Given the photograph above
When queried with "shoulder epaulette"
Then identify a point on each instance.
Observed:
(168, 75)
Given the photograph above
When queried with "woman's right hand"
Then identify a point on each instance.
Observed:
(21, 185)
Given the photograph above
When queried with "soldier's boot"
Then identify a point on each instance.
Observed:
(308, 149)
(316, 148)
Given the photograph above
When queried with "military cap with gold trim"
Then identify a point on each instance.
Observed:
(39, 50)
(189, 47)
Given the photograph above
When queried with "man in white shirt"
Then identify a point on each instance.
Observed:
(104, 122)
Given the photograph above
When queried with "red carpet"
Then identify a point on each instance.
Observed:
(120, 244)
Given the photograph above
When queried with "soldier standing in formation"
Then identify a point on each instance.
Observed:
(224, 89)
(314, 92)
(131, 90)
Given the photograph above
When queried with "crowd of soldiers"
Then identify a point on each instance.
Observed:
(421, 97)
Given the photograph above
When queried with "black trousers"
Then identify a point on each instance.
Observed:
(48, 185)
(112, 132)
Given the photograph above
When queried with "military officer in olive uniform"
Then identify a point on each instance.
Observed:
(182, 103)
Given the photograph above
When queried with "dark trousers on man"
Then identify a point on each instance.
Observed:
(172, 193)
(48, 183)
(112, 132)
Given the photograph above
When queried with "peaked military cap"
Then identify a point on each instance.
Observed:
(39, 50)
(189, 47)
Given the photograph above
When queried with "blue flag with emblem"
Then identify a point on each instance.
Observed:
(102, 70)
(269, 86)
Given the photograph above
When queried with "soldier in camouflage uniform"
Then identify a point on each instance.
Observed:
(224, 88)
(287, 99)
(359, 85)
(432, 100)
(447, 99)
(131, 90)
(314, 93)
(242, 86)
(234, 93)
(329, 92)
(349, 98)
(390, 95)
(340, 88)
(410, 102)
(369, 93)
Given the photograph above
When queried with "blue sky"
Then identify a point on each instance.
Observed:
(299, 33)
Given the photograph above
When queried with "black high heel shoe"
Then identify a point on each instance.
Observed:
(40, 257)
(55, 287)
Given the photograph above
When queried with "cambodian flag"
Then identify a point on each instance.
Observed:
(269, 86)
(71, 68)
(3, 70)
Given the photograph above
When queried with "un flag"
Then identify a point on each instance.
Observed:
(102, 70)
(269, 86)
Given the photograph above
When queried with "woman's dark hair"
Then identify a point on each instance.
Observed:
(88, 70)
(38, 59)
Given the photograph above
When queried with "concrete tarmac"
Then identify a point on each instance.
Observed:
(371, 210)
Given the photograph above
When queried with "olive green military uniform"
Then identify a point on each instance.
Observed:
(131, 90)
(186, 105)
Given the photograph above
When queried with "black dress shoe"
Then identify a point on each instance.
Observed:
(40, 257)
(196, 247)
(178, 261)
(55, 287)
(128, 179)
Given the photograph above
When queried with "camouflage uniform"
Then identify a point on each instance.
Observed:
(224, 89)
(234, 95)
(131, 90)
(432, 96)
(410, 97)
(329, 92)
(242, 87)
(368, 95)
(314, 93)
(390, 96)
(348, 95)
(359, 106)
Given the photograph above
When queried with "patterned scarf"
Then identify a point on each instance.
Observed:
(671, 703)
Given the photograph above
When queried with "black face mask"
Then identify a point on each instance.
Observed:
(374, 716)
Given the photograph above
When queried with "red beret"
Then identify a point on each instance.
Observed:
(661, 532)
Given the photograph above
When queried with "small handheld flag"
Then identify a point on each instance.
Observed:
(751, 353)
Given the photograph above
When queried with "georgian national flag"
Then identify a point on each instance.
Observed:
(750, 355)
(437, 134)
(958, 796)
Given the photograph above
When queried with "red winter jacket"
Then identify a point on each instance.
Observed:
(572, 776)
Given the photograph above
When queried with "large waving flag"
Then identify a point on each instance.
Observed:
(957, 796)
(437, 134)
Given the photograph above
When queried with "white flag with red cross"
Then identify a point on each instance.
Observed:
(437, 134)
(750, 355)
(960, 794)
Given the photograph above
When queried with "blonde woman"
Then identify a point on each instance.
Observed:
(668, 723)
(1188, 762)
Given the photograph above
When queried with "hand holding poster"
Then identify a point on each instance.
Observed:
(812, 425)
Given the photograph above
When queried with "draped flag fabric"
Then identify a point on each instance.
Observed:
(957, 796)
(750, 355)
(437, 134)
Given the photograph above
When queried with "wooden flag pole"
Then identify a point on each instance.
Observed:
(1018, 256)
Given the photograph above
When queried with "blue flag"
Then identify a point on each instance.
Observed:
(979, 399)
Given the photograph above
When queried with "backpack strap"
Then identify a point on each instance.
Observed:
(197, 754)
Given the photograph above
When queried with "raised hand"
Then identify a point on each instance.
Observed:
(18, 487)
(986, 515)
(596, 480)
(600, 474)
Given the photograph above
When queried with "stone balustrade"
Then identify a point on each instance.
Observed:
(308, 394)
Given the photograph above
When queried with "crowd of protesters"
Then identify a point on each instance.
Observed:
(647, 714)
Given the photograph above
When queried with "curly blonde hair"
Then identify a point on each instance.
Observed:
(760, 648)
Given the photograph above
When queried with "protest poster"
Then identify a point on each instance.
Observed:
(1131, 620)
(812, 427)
———
- Task details
Your task is to return the full listing exactly as it was given.

- Solution to this problem
Given the photograph above
When queried with "shoulder epaulette"
Then identify a point on each instance.
Observed:
(168, 75)
Given the photograph above
When queried with "woman's right hand"
Then identify a point on each instance.
Observed:
(21, 185)
Given the photograph above
When queried with "soldier's boot"
Then identify a point on each instance.
Observed:
(308, 149)
(316, 148)
Given the photograph above
When queried with "military cap with gold trim"
Then identify a point on each instance.
Observed:
(39, 50)
(189, 47)
Given the photograph above
When queried with "man in white shirt"
Then identify a point on each instance.
Observed:
(104, 122)
Given the photograph above
When queried with "red carpet"
Then identify a point on each instance.
Observed:
(120, 244)
Given the photograph above
When queried with "soldier standing in formation"
Then identify a point on each instance.
Observed:
(224, 89)
(314, 92)
(131, 90)
Given the photograph above
When queried with "crowd of soldiers"
Then identify a point on each instance.
Observed:
(421, 97)
Given the photograph above
When queried with "black trousers"
Then identify a point on each instance.
Observed:
(48, 185)
(112, 132)
Given the photograph above
When queried with "military officer in olive uniform"
Then identify a point on each instance.
Observed:
(182, 103)
Given the photograph above
When queried with "dark trousers on man"
Then identify a point on each instance.
Observed:
(172, 193)
(48, 183)
(112, 132)
Given the photograph above
When queried with "peaked military cap"
Then identify a point on each instance.
Observed:
(39, 50)
(189, 47)
Given the photograph above
When queried with "blue flag with emblem"
Then identify a point on each instance.
Observed:
(102, 70)
(269, 86)
Given the photograph above
When queried with "soldier in camouflage uniform"
Then identify a point on each instance.
Observed:
(224, 88)
(287, 99)
(359, 85)
(432, 100)
(447, 99)
(131, 90)
(314, 93)
(242, 86)
(234, 93)
(329, 92)
(349, 98)
(390, 95)
(340, 88)
(410, 102)
(369, 93)
Given the photograph above
When queried with "blue sky"
Then identify a point on each instance.
Observed:
(299, 33)
Given the photograph above
When queried with "black high heel shoe"
Then identify a point on each instance.
Observed:
(40, 257)
(55, 287)
Given the photograph above
When queried with "cambodian flag"
Then identify a point on each instance.
Observed:
(269, 86)
(71, 68)
(3, 70)
Given the photograph above
When queried with "un flag"
Then identify a point on each instance.
Observed:
(102, 70)
(269, 86)
Given the photograph above
When queried with "woman's dark hair"
Then identify a point on each instance.
Observed:
(88, 70)
(38, 59)
Given the photograph above
When queried with "concrete tarmac"
Then identify a point on each instance.
Observed:
(371, 210)
Given the photograph above
When queried with "olive green military uniform"
Then identify a point on each instance.
Observed:
(131, 90)
(186, 105)
Given the photograph above
When queried with "black dress shoe"
Then identify a point on each instance.
Observed:
(40, 257)
(196, 247)
(178, 261)
(55, 287)
(128, 179)
Given the photograph above
When queried with "camouflage uniform"
Then identify a point on each instance.
Observed:
(224, 89)
(234, 95)
(131, 90)
(432, 96)
(410, 97)
(329, 92)
(242, 87)
(368, 95)
(314, 93)
(390, 96)
(348, 95)
(359, 106)
Given the photograph above
When queried with "patterned scarf"
Then identify a point on each instance.
Observed:
(671, 703)
Given the photograph above
When queried with "black face mask"
Then identify a point on each instance.
Observed:
(374, 716)
Given the photograph above
When queried with "red beret"
Then identify a point on each instance.
Observed:
(661, 532)
Given the photograph above
When queried with "small handheld flag"
Then identify a point on each instance.
Observed:
(751, 353)
Given the photograph above
When queried with "georgian national flag"
Then identify a point on each instance.
Observed:
(750, 355)
(437, 134)
(958, 796)
Given the photograph above
When queried with "red winter jacket"
Then identify a point on each instance.
Observed:
(572, 776)
Given the photograph above
When queried with "large waving flag"
Then identify a point on each instance.
Observed:
(957, 796)
(437, 134)
Given the photograph above
When queried with "white flag with red cross"
Then identify a point on each instance.
Observed:
(437, 134)
(750, 355)
(960, 794)
Given the photograph above
When queried with "blonde woman"
Then identify a point on each instance.
Observed:
(668, 723)
(1188, 762)
Given the photograph above
When queried with "hand holding poster"
Then identify a point on each instance.
Observed:
(812, 425)
Given the photograph above
When queried with "draped flag fabric"
Then identify a point on each instance.
Observed:
(957, 796)
(750, 355)
(437, 134)
Given the photograph above
When queried with "wooden flag pole"
Then identify a point on each instance.
Observed:
(1018, 256)
Given the photograph above
When queried with "blue flag"
Then identify a point on each instance.
Observed:
(979, 399)
Given the photograph above
When queried with "backpack strap"
Then identify a point on each instance.
Observed:
(197, 754)
Given the photograph above
When queried with "raised hand"
Then identify a point on each instance.
Observed:
(18, 487)
(986, 515)
(596, 480)
(600, 474)
Given the photograph above
When queried with "stone balustrade"
Then identify a point on each instance.
Observed:
(308, 394)
Given the photograph above
When queried with "crowd of protesters"
Then identify a point on each instance.
Observed:
(647, 714)
Given the photograph above
When queried with "curly blonde hair"
Then identify a point on each instance.
Observed:
(760, 648)
Given the photograph above
When queried with "protest poster"
Then identify a point on each instance.
Observed:
(1131, 620)
(812, 427)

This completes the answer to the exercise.